PAGE TEXT:

Sat in Newcastle Airport at 4:30am, I can tell you that the excitement was there on the inside even if we looked half asleep on the surface. The 2 and a half hour wait for our first flight to London Heathrow didn’t help this either.

This first flight only took 50 minutes; therefore it felt as though we were barely in the air. The sun had fully risen by the time we touched down in London; at this point we had plenty of time to make our connecting flight. This time was shortened a fair bit when our plane was stuck outside the terminal waiting for a place to park up. Slightly frustrating, but we didn’t need to fret; even if the gate for the second flight was some distance away.

A shuttle train goes between the gates at Terminal 5. We needed to stay on for the two stops, once at the gate we noticed we’d arrived just before the boarding announcement was made. Once on board, we made our way through the enormous Boeing 747 to our seats. Getting comfy for the seven hour flight was the next main task.

Not to sound too easily pleased, but thundering down the run way was something pretty special. It was phenomenal to think how something this big could even get off the group, but there we were on our way over to North America.

GIVEN INFORMATION:
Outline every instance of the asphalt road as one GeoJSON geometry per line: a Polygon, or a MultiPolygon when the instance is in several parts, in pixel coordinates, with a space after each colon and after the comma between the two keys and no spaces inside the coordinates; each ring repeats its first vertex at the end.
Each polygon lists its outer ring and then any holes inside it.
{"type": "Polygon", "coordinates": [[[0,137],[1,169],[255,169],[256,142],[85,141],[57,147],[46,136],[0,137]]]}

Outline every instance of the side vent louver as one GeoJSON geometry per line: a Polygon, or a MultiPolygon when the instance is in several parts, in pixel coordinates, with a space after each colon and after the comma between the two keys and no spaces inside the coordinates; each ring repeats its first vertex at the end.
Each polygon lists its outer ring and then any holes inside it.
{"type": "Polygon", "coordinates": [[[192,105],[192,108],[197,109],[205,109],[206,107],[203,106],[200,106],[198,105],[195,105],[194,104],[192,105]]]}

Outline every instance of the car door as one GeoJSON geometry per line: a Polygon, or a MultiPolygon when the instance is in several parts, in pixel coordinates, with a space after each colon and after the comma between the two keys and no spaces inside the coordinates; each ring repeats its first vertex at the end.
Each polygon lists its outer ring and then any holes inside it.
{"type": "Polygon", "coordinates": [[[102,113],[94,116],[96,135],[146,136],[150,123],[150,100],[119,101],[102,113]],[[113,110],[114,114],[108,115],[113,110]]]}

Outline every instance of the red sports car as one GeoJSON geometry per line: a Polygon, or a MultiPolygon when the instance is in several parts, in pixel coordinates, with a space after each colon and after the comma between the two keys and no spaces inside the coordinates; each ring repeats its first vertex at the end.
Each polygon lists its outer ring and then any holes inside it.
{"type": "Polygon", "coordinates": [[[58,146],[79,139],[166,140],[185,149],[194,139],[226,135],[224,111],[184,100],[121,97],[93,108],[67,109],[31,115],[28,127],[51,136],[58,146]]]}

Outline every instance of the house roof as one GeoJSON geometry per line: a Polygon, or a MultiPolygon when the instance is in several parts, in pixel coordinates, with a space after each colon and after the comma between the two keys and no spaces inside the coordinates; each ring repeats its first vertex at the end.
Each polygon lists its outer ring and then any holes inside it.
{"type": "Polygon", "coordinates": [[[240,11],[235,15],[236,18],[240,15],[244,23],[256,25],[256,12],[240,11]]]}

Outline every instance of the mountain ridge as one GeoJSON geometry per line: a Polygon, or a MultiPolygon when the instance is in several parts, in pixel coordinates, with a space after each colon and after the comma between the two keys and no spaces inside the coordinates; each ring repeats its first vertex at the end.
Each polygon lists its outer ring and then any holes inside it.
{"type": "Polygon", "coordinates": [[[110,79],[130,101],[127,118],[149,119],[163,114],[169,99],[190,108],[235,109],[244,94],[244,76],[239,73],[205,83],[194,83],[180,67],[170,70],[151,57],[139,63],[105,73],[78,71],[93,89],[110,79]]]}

EXERCISE TASK A:
In the travel account, change the passage from "This first flight" to "some distance away.", replacing "50 minutes" with "55 minutes".
EXERCISE TASK B:
Answer these from the travel account:
(i) At what time were they sitting in Newcastle Airport?
(ii) What runs between the gates at Terminal 5?
(iii) How long was the flight on the Boeing 747?
The data shown with this text was taken from a separate source.

TASK OUTPUT A:
This first flight only took 55 minutes; therefore it felt as though we were barely in the air. The sun had fully risen by the time we touched down in London; at this point we had plenty of time to make our connecting flight. This time was shortened a fair bit when our plane was stuck outside the terminal waiting for a place to park up. Slightly frustrating, but we didn’t need to fret; even if the gate for the second flight was some distance away.

TASK OUTPUT B:
(i) 4:30am
(ii) A shuttle train
(iii) Seven hours